▸ **TASK INSTRUCTIONS**:
Return each of the following items exactly as it appears, but leave out the pictures.

▸ **DATA IN THIS EXERCISE**:
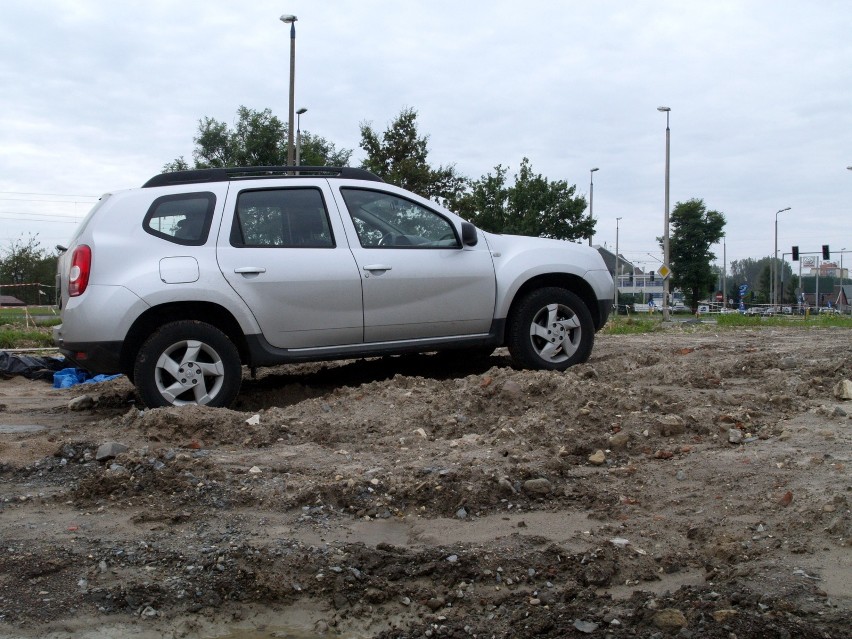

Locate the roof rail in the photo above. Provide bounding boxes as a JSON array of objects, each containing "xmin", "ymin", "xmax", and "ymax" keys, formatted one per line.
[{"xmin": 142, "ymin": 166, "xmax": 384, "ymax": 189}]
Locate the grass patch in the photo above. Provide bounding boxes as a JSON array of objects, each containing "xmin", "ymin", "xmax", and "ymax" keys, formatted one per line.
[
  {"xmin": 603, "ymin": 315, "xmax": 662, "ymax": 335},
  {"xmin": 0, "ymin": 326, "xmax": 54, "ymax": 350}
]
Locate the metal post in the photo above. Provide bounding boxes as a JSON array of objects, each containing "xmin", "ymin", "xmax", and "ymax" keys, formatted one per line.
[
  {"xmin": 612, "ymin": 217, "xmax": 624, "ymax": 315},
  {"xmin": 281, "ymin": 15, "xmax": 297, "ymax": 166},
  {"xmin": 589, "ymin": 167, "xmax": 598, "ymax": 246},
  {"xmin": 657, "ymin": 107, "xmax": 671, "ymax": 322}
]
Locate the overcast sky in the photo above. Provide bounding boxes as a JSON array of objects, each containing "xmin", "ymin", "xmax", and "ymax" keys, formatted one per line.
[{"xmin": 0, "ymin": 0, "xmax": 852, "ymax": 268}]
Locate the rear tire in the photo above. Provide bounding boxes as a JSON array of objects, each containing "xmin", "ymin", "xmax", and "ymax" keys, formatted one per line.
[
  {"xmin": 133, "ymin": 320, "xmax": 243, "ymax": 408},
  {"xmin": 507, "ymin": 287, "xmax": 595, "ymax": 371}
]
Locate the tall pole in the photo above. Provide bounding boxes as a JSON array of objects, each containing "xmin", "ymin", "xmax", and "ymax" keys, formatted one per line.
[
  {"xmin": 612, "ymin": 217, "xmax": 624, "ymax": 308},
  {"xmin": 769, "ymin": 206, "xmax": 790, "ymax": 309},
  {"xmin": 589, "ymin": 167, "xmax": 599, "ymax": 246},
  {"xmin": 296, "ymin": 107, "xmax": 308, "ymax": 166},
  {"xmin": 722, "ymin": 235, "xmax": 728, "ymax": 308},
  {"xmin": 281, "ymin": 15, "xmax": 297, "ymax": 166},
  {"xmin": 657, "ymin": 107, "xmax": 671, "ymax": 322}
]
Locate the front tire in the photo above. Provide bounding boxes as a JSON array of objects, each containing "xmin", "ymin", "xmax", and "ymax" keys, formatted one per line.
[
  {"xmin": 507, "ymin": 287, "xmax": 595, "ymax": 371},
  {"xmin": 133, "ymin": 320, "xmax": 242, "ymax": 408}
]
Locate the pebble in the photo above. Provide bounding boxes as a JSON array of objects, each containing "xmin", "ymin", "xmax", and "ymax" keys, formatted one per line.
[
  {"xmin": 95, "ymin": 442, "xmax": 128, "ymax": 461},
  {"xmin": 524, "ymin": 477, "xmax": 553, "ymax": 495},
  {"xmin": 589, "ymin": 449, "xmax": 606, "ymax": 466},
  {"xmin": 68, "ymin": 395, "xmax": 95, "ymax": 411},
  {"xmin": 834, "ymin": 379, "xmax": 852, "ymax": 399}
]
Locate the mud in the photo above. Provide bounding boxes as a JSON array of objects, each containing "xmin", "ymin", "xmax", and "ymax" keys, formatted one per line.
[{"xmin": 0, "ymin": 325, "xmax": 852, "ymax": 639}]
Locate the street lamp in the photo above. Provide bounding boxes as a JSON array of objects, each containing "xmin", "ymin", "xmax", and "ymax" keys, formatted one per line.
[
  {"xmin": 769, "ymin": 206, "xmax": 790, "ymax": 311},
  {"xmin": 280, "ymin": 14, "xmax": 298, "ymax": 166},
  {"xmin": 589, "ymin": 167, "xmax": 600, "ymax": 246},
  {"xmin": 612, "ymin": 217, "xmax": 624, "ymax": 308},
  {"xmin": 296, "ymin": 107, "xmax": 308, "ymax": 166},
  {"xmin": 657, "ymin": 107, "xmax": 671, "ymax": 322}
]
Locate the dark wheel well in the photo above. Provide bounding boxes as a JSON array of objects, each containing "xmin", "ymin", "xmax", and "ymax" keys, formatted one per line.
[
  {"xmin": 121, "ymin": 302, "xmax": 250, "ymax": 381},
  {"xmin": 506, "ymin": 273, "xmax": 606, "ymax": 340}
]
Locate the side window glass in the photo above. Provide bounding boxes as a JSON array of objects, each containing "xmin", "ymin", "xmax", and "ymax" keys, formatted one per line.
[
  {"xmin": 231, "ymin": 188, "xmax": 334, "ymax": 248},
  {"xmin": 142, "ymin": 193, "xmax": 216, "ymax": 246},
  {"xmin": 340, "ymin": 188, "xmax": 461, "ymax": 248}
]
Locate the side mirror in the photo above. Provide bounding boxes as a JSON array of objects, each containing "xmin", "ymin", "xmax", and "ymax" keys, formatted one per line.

▸ **ANSWER TO THIS TASK**:
Locate the roof rail in the photo above. Provide bounding boxes as a JSON array of objects, each containing "xmin", "ymin", "xmax", and "ymax" keys, formatted one per line.
[{"xmin": 142, "ymin": 166, "xmax": 384, "ymax": 189}]
Locate the grass patch in the photo above. Provide bounding boxes as a JSON array of objects, each containing "xmin", "ymin", "xmax", and "ymax" keys, formatted one per line.
[
  {"xmin": 603, "ymin": 315, "xmax": 662, "ymax": 335},
  {"xmin": 0, "ymin": 326, "xmax": 54, "ymax": 350}
]
Locate the metal post in the photo above. Provide bounding boxes as a JSON array of objects, each containing "xmin", "ymin", "xmax", and "ymax" keys, formatted one per line.
[
  {"xmin": 612, "ymin": 217, "xmax": 624, "ymax": 315},
  {"xmin": 281, "ymin": 15, "xmax": 297, "ymax": 166},
  {"xmin": 589, "ymin": 167, "xmax": 598, "ymax": 246},
  {"xmin": 657, "ymin": 107, "xmax": 671, "ymax": 322}
]
Locate the overcast sky in the photo above. Provide bounding boxes as a JSON array of objects, each containing "xmin", "ymin", "xmax", and "ymax" keys, formatted one per line.
[{"xmin": 0, "ymin": 0, "xmax": 852, "ymax": 268}]
Locate the rear tire in the photo above. Provide bounding boxes as a JSON array of objects, each containing "xmin", "ymin", "xmax", and "ymax" keys, formatted one per line.
[
  {"xmin": 133, "ymin": 320, "xmax": 243, "ymax": 408},
  {"xmin": 507, "ymin": 287, "xmax": 595, "ymax": 371}
]
Locate the tall pole in the photo above. Provide bounding boxes as a JSON array of objects, each containing "xmin", "ymin", "xmax", and "ymax" keys, formatted one per line.
[
  {"xmin": 612, "ymin": 217, "xmax": 624, "ymax": 308},
  {"xmin": 769, "ymin": 206, "xmax": 790, "ymax": 309},
  {"xmin": 589, "ymin": 167, "xmax": 599, "ymax": 246},
  {"xmin": 296, "ymin": 107, "xmax": 308, "ymax": 166},
  {"xmin": 722, "ymin": 235, "xmax": 728, "ymax": 308},
  {"xmin": 281, "ymin": 15, "xmax": 297, "ymax": 166},
  {"xmin": 657, "ymin": 107, "xmax": 671, "ymax": 322}
]
Locate the front tire in the photo above. Provide bounding boxes as a JSON array of objects, each containing "xmin", "ymin", "xmax", and "ymax" keys, formatted one per line.
[
  {"xmin": 507, "ymin": 287, "xmax": 595, "ymax": 371},
  {"xmin": 133, "ymin": 320, "xmax": 242, "ymax": 408}
]
Locate the pebble in the photo above. Provide bounding boxes as a JSON array of objects, each containing "xmin", "ymin", "xmax", and "ymax" keys, formatted one per line.
[
  {"xmin": 95, "ymin": 442, "xmax": 128, "ymax": 461},
  {"xmin": 524, "ymin": 477, "xmax": 553, "ymax": 495},
  {"xmin": 589, "ymin": 449, "xmax": 606, "ymax": 466},
  {"xmin": 68, "ymin": 395, "xmax": 95, "ymax": 411},
  {"xmin": 834, "ymin": 379, "xmax": 852, "ymax": 399}
]
Locate the mud in the photo above. Provide bounding boxes as a JSON array of objects, each containing "xmin", "ymin", "xmax", and "ymax" keys, formatted one per line.
[{"xmin": 0, "ymin": 325, "xmax": 852, "ymax": 639}]
Locate the street lamp in the photo above. Provide bounding boxes as a JSON array of objects, each containing "xmin", "ymin", "xmax", and "ymax" keys, formatted one per line.
[
  {"xmin": 769, "ymin": 206, "xmax": 790, "ymax": 311},
  {"xmin": 280, "ymin": 14, "xmax": 298, "ymax": 166},
  {"xmin": 589, "ymin": 167, "xmax": 600, "ymax": 246},
  {"xmin": 612, "ymin": 217, "xmax": 624, "ymax": 308},
  {"xmin": 296, "ymin": 107, "xmax": 308, "ymax": 166},
  {"xmin": 657, "ymin": 107, "xmax": 671, "ymax": 322}
]
Locate the dark wheel well in the photo above. Provide bounding boxes as a JSON array of objects, each containing "xmin", "ymin", "xmax", and "ymax" keys, formatted one per line.
[
  {"xmin": 121, "ymin": 302, "xmax": 250, "ymax": 381},
  {"xmin": 506, "ymin": 273, "xmax": 606, "ymax": 340}
]
Locate the side window glass in the photo above. Provide bounding boxes as a JSON array of objects, each containing "xmin", "ymin", "xmax", and "ymax" keys, formatted one per line.
[
  {"xmin": 231, "ymin": 188, "xmax": 334, "ymax": 248},
  {"xmin": 142, "ymin": 193, "xmax": 216, "ymax": 246},
  {"xmin": 340, "ymin": 188, "xmax": 461, "ymax": 248}
]
Locate the side mirror in the photo above. Provide bounding boxes as a JSON array of objects, each containing "xmin", "ymin", "xmax", and "ymax" keys, formatted one per line.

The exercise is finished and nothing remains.